### Provided passage
Recommended treatment regimen using IV iron sucrose for initial repletion in children with iron deficiency anemia
| 1. Calculation of total iron deficit for initial repletion:[29] | |
| Total cumulative dose (mg) = [Target Hb − Actual Hb] × weight(kg) × 0.24 + [15 × weight(kg)] | |
| *Hb in g/dl | |
| 2. Dosing: | |
| a) Divide calculated total cumulate dose and give every 3-7 days until total dose is administered. | |
| b) Recommended maximum single dose is 300 mg or 7mg iron/kg to prevent adverse effects. | |
| 3. Administration: | |
| Children (>1month of age): | Dilute doses ≤ 100mg 1:1 with NS. Infuse over 30 min. |
| Dilute 200mg in 200 mL NS. Infuse over 1 hour. | |
| Dilute 300 in 250mL NS. Infuse over at least 1 ½ hours. | |
| Test dose: Not necessary. | |
We acknowledge several limitations of our analysis, given that it is retrospective. Therefore the decision to treat and the dosing of iron sucrose, dependent on the individual treating physician, was not standardized. Side effect data are accordingly limited to comments recorded in the medical record and were not systematically collected. In addition, not all children had iron studies performed prior to initiation of iron therapy, so we are therefore unable to comment on the effect of iron sucrose on various iron measurements compared to the effects of oral iron therapy. Despite these limitations we believe that this study strongly supports the limited published data describing the use of IV iron preparations in children with iron deficiency in various clinical settings.

### Given data

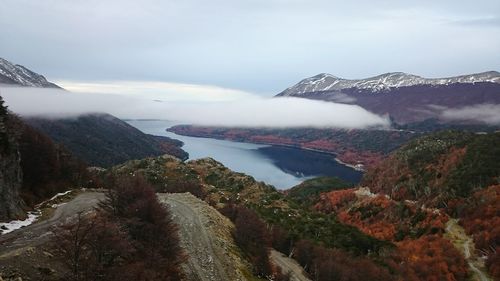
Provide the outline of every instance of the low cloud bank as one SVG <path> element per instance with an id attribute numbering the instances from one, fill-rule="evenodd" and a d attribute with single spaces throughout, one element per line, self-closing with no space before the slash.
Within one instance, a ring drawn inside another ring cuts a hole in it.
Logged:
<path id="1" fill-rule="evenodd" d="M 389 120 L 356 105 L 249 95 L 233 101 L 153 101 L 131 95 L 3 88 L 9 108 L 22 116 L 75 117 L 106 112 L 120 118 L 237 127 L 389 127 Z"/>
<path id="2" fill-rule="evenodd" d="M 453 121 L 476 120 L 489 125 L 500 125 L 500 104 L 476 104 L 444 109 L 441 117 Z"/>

### Activity A
According to the passage on IV iron sucrose in children, over how long should a 200 mg dose be infused?
### Activity B
List every limitation of the analysis that the passage on IV iron sucrose in children acknowledges.

### Task answer A
Over 1 hour, after diluting it in 200 mL NS.

### Task answer B
- The analysis is retrospective.
- The decision to treat and the dosing of iron sucrose depended on the individual treating physician and were not standardized.
- Side effect data are limited to comments recorded in the medical record and were not systematically collected.
- Not all children had iron studies before iron therapy began, so the effect of iron sucrose on iron measurements cannot be compared with that of oral iron therapy.